● **Given records**:
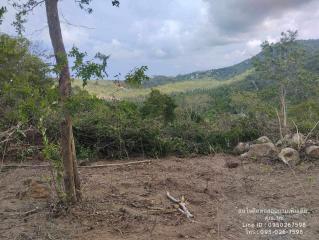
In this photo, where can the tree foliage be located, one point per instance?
(137, 76)
(159, 105)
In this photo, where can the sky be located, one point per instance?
(173, 36)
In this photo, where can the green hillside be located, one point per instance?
(311, 48)
(107, 89)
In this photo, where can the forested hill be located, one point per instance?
(310, 46)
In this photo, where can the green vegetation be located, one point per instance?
(109, 90)
(199, 116)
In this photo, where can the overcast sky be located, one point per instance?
(175, 36)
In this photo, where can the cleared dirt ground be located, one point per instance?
(129, 202)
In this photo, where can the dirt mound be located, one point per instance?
(129, 202)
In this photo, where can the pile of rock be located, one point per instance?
(289, 149)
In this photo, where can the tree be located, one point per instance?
(71, 175)
(281, 63)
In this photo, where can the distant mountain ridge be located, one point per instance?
(310, 46)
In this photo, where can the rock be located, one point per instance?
(312, 152)
(289, 156)
(241, 148)
(295, 141)
(261, 151)
(36, 189)
(231, 164)
(279, 143)
(263, 139)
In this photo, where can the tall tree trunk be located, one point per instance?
(283, 109)
(71, 176)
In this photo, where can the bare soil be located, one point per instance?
(129, 202)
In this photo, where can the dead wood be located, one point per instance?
(181, 205)
(93, 166)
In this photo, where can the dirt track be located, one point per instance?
(129, 202)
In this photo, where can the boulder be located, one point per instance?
(241, 148)
(289, 156)
(261, 151)
(35, 189)
(297, 140)
(312, 151)
(292, 140)
(263, 139)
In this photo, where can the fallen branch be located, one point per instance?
(93, 166)
(182, 205)
(116, 164)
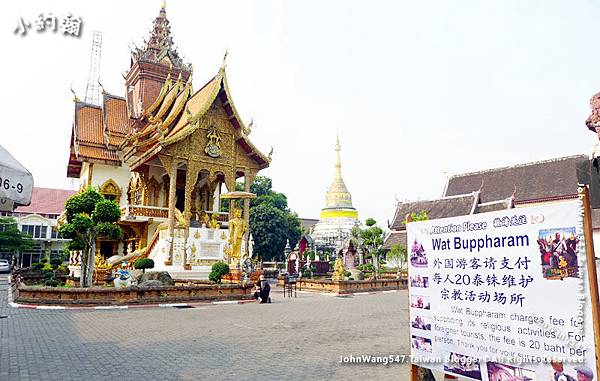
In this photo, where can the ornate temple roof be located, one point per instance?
(159, 47)
(97, 132)
(46, 201)
(545, 180)
(338, 198)
(174, 115)
(112, 131)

● **What is being asked**: Reproduce the stretch of the material from the line containing "In this photo, where can the ornate" through the final line, character for character.

● **Finished task**:
In this photo, where can the ornate temple roof be located, one point per instance?
(159, 47)
(97, 132)
(46, 201)
(545, 180)
(338, 198)
(174, 115)
(112, 131)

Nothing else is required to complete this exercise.